--- WHAT THE TASK REQUIRES ---
Reproduce nothing but the closing run of lines: the line with "Target: black leather jacket" and each line that follows it to the end of the data.

--- MATERIAL PROVIDED ---
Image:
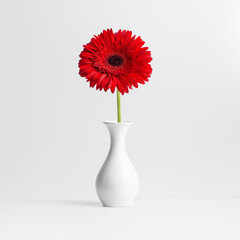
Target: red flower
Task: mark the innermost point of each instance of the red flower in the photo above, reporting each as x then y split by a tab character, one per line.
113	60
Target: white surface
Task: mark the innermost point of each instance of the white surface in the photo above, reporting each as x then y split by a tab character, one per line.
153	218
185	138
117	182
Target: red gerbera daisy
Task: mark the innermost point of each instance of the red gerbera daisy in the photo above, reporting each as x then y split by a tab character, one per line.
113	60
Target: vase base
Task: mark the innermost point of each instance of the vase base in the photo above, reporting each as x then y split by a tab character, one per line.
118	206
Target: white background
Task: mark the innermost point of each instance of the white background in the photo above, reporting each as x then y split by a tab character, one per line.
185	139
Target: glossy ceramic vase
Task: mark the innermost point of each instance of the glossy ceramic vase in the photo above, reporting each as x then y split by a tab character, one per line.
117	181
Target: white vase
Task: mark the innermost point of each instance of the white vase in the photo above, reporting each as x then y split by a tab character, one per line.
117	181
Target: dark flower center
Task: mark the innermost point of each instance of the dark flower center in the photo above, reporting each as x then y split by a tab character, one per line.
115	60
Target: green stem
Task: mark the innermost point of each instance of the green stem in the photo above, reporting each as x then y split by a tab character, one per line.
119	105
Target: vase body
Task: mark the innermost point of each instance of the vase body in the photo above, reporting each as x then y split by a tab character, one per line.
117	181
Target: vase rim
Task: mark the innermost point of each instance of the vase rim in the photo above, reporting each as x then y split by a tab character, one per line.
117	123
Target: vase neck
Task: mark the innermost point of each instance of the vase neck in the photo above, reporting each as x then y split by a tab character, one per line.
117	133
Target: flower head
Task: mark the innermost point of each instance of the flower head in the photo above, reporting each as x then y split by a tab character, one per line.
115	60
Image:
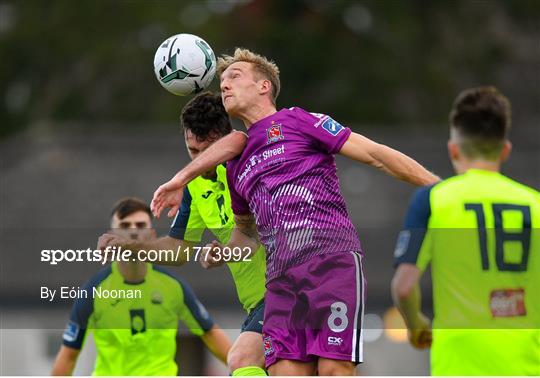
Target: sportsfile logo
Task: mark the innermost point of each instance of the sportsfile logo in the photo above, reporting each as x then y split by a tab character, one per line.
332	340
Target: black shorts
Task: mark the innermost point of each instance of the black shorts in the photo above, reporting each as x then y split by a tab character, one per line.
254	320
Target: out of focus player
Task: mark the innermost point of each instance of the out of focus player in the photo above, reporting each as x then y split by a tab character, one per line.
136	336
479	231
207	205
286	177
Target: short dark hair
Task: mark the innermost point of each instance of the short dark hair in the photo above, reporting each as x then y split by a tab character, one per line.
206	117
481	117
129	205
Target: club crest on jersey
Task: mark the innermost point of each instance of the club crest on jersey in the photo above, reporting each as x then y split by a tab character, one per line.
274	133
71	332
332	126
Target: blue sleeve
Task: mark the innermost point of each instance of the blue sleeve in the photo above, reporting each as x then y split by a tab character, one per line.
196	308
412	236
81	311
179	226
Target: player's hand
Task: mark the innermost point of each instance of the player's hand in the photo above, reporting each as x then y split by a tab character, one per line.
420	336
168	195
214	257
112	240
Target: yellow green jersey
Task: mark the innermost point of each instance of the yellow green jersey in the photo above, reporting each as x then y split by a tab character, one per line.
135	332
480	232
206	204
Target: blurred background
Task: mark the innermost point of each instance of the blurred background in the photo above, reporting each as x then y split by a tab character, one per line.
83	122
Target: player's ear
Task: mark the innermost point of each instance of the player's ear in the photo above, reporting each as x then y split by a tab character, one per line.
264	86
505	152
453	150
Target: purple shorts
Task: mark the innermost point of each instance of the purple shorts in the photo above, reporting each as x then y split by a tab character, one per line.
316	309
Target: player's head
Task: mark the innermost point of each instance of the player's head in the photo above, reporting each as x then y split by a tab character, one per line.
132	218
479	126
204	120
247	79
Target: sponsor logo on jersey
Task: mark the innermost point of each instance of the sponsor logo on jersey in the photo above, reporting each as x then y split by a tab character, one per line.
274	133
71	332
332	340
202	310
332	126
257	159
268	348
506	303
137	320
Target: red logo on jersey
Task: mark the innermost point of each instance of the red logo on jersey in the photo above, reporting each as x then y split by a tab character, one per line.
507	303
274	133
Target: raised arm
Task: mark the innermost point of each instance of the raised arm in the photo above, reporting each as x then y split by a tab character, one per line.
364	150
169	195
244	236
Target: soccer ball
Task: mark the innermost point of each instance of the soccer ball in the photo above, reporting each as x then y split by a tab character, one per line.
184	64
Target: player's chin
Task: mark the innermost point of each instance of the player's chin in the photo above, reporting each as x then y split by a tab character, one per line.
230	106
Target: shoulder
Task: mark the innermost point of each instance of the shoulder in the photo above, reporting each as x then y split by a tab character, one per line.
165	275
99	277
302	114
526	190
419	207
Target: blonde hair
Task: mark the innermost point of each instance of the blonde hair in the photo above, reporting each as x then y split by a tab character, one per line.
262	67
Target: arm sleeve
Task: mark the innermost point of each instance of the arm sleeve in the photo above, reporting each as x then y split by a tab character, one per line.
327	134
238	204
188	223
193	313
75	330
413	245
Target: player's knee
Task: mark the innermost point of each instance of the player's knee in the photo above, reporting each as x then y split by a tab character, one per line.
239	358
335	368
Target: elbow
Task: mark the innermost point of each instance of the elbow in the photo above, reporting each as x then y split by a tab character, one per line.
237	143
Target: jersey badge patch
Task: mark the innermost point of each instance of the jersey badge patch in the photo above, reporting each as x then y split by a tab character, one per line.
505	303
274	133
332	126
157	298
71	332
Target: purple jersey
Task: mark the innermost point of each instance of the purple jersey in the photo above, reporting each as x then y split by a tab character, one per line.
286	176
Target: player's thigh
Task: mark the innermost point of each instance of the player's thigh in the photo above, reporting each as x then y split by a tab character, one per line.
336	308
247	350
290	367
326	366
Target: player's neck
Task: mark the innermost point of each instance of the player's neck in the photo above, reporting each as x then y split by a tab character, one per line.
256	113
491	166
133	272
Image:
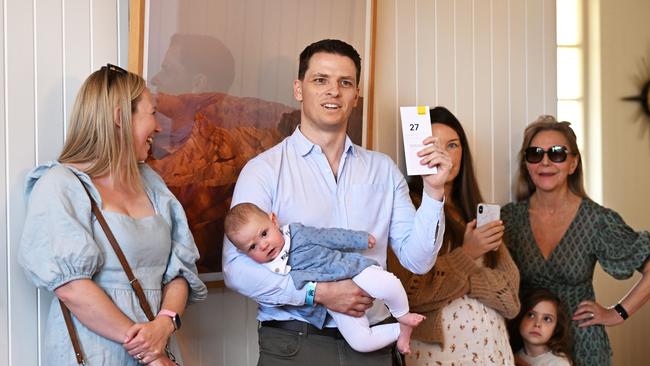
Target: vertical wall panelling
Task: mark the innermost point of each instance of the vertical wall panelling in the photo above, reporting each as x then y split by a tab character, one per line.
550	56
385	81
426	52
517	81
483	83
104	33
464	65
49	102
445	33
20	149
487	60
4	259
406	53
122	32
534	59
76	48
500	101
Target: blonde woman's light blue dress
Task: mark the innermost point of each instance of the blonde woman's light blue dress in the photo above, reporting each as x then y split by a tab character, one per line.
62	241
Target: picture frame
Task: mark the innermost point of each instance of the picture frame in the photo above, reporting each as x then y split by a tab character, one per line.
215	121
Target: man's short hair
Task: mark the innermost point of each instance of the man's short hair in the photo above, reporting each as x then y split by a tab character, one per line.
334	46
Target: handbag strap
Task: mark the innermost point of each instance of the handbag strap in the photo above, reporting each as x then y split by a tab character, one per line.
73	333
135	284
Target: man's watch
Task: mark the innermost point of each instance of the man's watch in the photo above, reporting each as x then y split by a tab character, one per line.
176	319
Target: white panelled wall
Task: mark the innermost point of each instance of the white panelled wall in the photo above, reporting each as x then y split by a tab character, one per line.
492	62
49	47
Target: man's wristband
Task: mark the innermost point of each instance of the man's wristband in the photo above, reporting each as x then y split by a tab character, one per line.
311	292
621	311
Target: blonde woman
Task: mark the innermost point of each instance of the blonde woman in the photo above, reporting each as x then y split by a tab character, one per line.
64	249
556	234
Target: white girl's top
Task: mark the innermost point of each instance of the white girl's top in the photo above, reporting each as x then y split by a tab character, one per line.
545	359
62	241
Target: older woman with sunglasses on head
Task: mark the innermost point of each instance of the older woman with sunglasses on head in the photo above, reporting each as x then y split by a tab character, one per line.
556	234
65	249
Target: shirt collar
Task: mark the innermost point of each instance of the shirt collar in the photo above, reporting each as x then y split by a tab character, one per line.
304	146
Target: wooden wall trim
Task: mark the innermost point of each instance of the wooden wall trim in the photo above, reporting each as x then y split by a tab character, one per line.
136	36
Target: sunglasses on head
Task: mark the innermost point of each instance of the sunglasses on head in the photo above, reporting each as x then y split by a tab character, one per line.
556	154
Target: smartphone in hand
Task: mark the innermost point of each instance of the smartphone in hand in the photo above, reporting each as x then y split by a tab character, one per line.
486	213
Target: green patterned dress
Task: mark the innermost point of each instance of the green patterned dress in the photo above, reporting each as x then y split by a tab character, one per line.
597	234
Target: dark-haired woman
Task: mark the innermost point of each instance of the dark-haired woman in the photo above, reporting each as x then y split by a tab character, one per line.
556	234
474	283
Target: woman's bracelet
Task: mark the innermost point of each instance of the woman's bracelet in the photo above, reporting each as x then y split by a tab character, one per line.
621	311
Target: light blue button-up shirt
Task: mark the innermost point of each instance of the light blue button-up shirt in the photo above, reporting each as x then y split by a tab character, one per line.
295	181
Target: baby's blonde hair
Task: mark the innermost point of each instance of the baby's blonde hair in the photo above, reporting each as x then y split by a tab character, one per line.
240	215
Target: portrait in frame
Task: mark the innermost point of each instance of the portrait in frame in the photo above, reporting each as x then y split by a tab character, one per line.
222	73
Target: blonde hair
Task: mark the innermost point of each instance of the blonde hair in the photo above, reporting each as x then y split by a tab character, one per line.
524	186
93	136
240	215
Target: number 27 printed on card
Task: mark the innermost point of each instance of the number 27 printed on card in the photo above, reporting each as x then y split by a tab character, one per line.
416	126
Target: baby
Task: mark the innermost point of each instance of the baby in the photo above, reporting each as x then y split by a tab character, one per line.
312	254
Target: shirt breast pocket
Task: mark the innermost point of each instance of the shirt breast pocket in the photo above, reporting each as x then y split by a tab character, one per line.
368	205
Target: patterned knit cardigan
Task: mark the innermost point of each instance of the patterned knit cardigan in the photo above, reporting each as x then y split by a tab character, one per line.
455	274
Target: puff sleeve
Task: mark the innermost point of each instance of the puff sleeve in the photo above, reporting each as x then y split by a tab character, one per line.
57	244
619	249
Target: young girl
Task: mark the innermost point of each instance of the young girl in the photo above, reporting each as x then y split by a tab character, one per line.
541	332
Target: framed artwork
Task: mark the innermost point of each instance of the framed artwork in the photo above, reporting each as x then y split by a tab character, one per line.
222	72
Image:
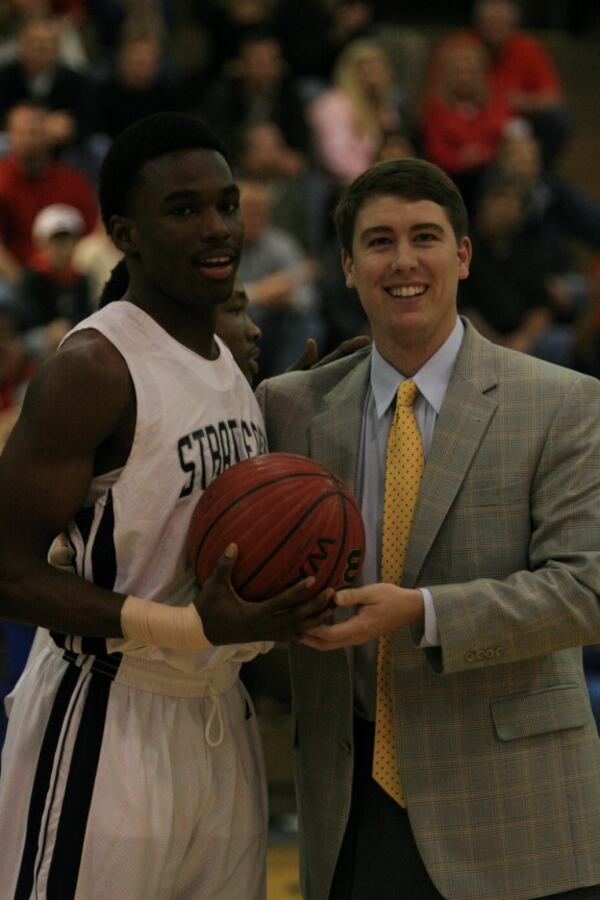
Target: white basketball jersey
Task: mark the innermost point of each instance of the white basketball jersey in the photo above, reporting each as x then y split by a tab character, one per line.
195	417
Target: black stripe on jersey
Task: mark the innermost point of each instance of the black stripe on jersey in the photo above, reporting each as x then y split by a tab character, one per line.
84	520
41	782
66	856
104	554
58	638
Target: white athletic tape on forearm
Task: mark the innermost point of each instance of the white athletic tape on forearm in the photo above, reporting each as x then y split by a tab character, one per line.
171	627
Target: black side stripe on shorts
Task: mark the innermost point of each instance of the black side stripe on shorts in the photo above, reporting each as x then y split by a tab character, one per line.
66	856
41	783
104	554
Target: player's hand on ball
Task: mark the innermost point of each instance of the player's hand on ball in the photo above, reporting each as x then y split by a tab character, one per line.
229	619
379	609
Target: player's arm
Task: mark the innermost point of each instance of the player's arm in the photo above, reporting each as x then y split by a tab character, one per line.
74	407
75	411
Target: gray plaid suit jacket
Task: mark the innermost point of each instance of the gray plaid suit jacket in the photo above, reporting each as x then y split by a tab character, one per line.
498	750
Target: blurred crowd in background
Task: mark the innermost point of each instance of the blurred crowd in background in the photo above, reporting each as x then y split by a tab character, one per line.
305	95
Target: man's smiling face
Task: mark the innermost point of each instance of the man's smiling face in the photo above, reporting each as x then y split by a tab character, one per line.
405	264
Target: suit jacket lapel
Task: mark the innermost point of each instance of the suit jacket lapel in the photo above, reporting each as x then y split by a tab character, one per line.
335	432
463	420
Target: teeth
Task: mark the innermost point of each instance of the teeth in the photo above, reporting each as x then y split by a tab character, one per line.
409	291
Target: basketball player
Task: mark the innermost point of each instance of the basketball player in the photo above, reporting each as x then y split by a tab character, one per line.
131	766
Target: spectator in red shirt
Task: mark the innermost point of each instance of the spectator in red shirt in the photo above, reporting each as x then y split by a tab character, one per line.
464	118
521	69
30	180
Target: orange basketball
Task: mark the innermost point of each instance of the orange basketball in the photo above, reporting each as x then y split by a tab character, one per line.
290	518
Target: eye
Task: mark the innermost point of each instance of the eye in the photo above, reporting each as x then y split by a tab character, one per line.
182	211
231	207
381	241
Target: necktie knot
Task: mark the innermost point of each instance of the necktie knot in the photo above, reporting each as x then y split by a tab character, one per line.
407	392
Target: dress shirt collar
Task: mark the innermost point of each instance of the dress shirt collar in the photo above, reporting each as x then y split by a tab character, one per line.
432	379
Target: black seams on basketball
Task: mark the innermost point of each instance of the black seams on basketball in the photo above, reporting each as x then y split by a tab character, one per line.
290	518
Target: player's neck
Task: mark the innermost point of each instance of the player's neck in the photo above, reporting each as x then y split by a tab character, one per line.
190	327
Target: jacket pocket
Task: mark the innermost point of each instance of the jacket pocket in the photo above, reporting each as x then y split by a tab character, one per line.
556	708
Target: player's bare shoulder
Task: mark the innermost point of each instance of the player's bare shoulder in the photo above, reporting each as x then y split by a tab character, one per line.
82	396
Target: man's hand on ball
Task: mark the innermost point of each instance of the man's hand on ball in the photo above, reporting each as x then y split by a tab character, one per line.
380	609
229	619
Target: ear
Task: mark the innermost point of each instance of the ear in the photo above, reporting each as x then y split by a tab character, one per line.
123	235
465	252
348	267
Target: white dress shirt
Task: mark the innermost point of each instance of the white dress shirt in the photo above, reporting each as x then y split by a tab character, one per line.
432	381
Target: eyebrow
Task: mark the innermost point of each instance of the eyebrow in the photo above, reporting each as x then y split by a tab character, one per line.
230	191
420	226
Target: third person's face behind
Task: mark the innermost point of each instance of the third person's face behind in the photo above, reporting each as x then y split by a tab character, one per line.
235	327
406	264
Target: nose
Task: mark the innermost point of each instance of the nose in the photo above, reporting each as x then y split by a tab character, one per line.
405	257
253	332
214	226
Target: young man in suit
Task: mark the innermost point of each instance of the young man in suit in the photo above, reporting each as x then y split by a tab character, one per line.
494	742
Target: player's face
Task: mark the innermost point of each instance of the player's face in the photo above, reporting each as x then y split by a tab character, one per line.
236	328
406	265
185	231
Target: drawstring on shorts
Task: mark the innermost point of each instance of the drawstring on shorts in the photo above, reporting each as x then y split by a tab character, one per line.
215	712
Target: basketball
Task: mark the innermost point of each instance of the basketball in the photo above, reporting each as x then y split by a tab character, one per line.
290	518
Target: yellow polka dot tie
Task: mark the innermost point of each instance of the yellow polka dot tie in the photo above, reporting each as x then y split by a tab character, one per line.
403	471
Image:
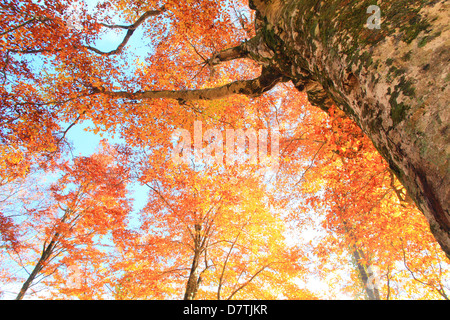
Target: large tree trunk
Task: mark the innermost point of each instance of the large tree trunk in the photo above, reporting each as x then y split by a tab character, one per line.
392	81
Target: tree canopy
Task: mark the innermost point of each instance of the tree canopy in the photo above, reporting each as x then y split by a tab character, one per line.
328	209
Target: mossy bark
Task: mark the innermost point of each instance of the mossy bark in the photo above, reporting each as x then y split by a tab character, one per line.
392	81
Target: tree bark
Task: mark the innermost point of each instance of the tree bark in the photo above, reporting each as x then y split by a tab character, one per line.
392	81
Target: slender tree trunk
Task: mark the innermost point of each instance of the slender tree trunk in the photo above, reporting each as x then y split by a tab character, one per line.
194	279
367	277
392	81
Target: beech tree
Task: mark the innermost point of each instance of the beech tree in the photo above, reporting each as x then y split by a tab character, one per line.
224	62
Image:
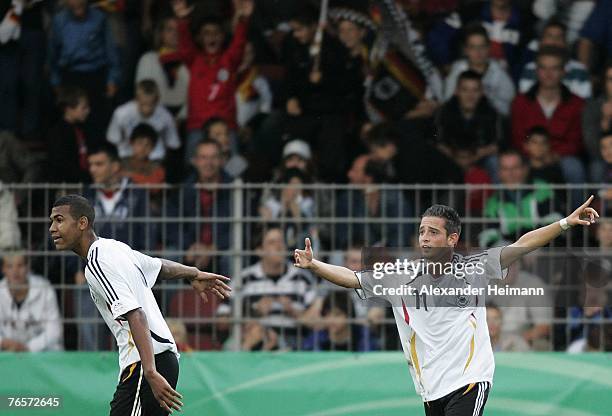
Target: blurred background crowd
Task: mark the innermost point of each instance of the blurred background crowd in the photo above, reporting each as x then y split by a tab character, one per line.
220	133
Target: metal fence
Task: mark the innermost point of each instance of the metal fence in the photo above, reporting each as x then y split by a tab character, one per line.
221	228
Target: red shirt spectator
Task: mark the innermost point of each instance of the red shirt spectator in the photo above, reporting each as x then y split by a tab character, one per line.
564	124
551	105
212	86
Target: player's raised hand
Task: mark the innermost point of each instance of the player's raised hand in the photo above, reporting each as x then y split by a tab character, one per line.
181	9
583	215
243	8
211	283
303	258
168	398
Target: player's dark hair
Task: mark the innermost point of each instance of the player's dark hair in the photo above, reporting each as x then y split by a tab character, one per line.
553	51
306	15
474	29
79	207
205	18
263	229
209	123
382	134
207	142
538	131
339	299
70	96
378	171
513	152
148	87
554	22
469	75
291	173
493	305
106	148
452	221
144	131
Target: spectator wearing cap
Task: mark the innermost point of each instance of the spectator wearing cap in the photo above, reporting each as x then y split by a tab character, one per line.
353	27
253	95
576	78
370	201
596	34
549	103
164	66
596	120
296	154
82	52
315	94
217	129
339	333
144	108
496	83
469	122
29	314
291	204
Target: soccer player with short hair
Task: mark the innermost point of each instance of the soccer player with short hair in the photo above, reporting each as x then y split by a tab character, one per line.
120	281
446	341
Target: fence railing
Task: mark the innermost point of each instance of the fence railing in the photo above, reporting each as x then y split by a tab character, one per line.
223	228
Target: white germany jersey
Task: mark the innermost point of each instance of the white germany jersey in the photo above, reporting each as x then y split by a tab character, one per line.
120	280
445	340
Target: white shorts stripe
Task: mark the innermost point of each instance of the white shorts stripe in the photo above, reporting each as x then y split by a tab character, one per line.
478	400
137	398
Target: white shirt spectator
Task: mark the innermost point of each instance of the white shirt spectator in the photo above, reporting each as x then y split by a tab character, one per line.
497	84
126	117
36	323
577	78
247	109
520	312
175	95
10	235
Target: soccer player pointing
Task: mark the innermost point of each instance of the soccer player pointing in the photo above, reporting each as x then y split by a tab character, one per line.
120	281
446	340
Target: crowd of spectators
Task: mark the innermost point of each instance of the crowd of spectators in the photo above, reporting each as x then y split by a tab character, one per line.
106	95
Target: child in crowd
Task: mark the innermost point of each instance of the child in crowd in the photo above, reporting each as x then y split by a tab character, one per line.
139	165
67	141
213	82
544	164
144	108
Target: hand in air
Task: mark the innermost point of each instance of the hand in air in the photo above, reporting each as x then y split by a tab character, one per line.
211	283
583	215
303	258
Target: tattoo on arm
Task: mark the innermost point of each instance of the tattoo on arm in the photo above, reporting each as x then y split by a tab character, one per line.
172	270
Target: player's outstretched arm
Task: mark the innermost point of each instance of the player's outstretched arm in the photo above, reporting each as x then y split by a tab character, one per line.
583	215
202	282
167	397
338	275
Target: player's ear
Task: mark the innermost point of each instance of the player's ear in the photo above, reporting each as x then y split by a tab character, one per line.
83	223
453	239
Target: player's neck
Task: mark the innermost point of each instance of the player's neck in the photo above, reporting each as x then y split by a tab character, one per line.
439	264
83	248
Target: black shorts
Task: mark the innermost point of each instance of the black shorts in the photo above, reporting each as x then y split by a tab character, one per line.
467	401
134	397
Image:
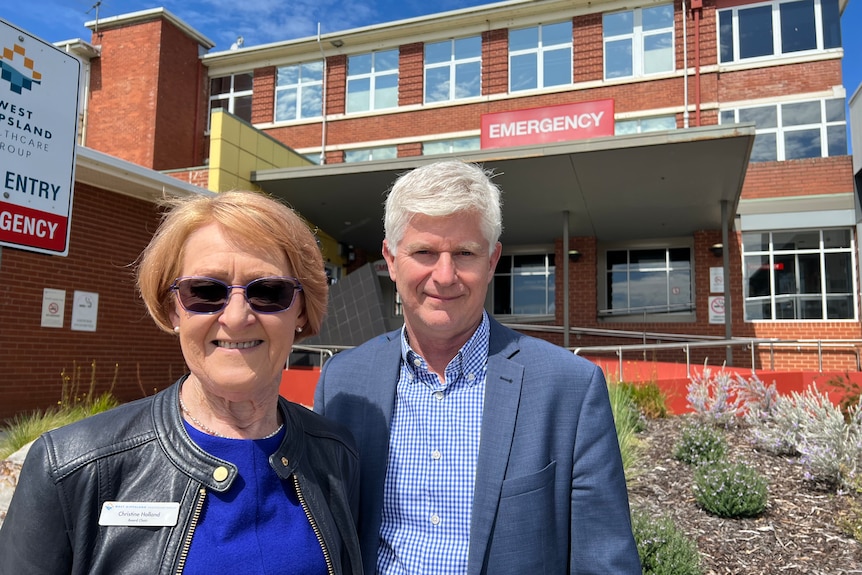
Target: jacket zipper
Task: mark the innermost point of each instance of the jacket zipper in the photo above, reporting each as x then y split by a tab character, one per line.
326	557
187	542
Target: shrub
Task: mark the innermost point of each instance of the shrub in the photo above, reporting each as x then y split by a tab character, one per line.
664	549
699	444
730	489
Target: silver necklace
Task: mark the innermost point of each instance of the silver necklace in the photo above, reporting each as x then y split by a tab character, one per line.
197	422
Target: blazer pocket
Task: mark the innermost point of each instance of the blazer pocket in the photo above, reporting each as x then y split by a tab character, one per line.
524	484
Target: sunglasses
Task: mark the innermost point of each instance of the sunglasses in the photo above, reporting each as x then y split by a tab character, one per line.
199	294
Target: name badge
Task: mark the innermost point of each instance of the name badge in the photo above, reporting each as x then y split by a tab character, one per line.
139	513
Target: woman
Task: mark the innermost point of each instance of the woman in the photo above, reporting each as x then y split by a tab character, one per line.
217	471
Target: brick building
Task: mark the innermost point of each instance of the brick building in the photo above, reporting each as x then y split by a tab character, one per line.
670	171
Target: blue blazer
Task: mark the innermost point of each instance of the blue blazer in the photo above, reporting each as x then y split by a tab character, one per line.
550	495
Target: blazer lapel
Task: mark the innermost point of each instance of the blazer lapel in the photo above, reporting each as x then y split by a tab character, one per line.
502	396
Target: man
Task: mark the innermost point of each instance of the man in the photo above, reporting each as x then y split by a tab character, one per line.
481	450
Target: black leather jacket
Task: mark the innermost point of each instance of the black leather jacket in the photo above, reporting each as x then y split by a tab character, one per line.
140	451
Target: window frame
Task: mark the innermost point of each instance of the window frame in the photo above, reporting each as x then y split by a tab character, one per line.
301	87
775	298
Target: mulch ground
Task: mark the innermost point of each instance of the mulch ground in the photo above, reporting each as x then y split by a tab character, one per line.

--- REPLY TO THE TASK ---
Target: black leather jacket
Task: mark the innermost point of each instance of the black leather jacket in the photo above, reporting each as x then y split by a tab character, one per line.
140	451
Target: window frame
Task: mark the innermost point of each instance of the window frame in the photo above, reporting each as x then y split by a tab character, one per line.
301	87
775	298
Target: mulch ground
Task: mark the innermost point of each instance of the mulch ground in the photo above, reporting each as x then y split by a tab character, one per line.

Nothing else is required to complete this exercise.